--- start Supplied material ---

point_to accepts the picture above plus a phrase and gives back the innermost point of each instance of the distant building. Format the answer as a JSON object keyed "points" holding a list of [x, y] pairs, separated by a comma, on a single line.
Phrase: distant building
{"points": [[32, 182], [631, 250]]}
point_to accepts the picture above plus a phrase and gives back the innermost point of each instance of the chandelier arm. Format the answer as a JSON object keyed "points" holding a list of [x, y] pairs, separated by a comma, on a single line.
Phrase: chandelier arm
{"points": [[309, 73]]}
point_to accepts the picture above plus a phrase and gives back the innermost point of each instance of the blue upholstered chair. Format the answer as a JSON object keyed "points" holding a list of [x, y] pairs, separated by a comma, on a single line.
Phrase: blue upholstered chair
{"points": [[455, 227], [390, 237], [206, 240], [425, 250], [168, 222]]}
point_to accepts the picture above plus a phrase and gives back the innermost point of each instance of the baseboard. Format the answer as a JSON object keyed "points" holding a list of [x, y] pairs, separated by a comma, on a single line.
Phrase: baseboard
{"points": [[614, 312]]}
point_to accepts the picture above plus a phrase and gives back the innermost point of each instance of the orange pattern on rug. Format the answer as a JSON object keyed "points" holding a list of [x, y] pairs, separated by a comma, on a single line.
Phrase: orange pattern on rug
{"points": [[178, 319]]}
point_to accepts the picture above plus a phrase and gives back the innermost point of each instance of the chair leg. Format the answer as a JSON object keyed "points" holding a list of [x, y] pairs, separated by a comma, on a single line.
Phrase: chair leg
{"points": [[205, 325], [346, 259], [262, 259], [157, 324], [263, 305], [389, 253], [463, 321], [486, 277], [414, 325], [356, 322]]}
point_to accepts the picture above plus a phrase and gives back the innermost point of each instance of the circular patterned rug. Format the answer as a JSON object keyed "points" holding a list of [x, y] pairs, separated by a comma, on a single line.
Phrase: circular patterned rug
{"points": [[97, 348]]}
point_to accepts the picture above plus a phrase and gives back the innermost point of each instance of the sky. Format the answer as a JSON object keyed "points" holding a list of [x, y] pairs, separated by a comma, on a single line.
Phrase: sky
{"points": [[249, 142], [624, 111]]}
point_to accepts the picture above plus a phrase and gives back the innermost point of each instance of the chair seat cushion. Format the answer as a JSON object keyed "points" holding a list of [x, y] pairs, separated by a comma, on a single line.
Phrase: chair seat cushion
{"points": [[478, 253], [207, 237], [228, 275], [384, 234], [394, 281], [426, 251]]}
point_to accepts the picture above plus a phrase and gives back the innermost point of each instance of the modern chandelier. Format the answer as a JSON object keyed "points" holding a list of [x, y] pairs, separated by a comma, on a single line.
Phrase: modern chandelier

--- end Supplied material ---

What is required:
Convert the lines from the one containing "the chair seat" through the end of the records into a Markdown table with the columns Row and Line, giving each line a row number and leaving out blank lines.

Worked answer:
| Row | Line |
|---|---|
| 1 | point_to accepts the picture above plus a phrase and gives back the innermost point of each instance of the chair seat cushion. Format the answer as a JSON object keyed "points" holding a list of [x, y] pairs, separated by a comma, on a single line. |
| 2 | Phrase: chair seat cushion |
| 3 | {"points": [[478, 253], [207, 237], [228, 275], [384, 234], [394, 281], [426, 251]]} |
| 4 | point_to accepts the picture above plus a phrase and gives back the innermost point of each instance of the modern chandelier. Format the answer as a JSON object keyed "points" holding a list of [x, y] pairs, separated by a comma, on a single line. |
| 5 | Phrase: modern chandelier |